* [Document section]
● ● ● ● ● ● ●

Music Monday Top 5: Favorite Albums of 2011

Of all the different forms of media I have consumed in the past year, music was right at the top. (Well, probably podcasts were first and then music. Comic books round out the top three.) A lot of it was finding things that I had missed out on – Sufjan Stevens’ albums, Arcade Fire’s Funeral, Anamanaguchi, Fitz and the Tantrums, and the much-beloved M. Ward, for example. But some of this year’s music was actually from this year, and some really struck me.

I do want to note that three rap albums – Kanye West and Jay-Z’s Watch the Throne, Childish Gambino’s Camp, and Das Racist’s Relax – were all considered for this list, but each missed the cut for different reasons. I really enjoyed Watch The Throne, though not to the same degree I liked Kanye’s My Beautiful Dark Twisted Fantasy and certainly not to the degree the gravitas of the project seemed to demand; that said, it’s probably number 6 on the list. I’ve only heard the first half of Camp so far, though it’s pretty damn good. Finally, Relax didn’t seem to jive with me as much as Das Racist’s first mixtape, Shut Up, Dude, did – it wasn’t the kind of album where the rapping was particularly remarkable, at least not as much as their debut.

● ● ● ● ● ● ●

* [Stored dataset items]
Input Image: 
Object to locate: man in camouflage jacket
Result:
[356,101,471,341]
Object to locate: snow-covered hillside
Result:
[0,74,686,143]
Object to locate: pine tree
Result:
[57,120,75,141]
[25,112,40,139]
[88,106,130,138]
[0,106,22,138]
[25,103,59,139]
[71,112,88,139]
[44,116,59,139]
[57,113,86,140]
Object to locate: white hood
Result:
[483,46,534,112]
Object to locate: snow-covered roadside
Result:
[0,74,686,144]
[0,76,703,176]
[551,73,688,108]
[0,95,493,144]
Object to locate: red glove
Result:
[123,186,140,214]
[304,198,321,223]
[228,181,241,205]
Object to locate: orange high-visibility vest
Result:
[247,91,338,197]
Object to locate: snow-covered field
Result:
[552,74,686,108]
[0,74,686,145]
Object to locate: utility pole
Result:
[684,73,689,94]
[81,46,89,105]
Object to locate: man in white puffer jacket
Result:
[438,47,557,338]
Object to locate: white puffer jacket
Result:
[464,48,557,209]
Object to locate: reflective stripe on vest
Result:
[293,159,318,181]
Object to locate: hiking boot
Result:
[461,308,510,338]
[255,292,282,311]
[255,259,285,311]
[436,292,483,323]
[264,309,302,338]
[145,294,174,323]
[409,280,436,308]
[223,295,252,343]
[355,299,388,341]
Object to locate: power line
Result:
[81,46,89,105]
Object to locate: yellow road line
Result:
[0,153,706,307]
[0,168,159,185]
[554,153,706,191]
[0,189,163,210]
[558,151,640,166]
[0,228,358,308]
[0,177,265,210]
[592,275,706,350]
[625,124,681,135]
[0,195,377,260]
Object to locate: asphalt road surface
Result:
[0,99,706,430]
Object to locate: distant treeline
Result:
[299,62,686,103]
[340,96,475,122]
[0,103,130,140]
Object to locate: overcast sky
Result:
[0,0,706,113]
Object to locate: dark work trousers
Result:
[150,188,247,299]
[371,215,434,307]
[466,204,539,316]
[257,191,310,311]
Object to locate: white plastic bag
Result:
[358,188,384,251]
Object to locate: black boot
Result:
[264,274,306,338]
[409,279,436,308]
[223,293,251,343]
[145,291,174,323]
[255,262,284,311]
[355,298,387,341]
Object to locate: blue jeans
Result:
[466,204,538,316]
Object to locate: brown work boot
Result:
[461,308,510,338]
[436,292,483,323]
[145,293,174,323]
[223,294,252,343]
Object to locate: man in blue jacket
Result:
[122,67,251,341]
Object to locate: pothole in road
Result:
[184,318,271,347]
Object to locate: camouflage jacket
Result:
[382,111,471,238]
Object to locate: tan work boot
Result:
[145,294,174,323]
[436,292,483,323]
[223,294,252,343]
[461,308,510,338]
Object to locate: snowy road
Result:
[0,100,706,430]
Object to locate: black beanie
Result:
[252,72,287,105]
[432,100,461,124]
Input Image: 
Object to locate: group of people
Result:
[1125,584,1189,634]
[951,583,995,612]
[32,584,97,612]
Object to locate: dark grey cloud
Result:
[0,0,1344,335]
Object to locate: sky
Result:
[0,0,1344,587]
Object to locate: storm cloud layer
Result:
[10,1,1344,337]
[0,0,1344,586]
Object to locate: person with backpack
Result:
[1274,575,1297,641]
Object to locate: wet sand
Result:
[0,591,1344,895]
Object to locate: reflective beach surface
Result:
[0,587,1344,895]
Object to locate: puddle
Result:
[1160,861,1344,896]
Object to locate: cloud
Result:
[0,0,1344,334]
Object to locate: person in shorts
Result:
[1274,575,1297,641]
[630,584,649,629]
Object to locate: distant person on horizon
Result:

● ● ● ● ● ● ●

* [What to do]
- 1) Using the post on favorite albums of 2011, decide whether each statement agrees with it: (a) the writer ranks podcasts above music among the media consumed that year; (b) the writer has heard all of Camp; (c) the writer liked Watch the Throne more than My Beautiful Dark Twisted Fantasy. For each, answer yes or no and quote the words that decide it.
- 2) Name every rap album that the post on favorite albums of 2011 says was considered for the list but missed the cut. Give each album with its artist.
The listing is separate material with no connection to the post on favorite albums of 2011.

* [Exercise responses]
- 1)
(a) Yes: "probably podcasts were first and then music"
(b) No: "I’ve only heard the first half of Camp so far"
(c) No: "though not to the same degree I liked Kanye’s My Beautiful Dark Twisted Fantasy"

- 2)
Watch the Throne by Kanye West and Jay-Z
Camp by Childish Gambino
Relax by Das Racist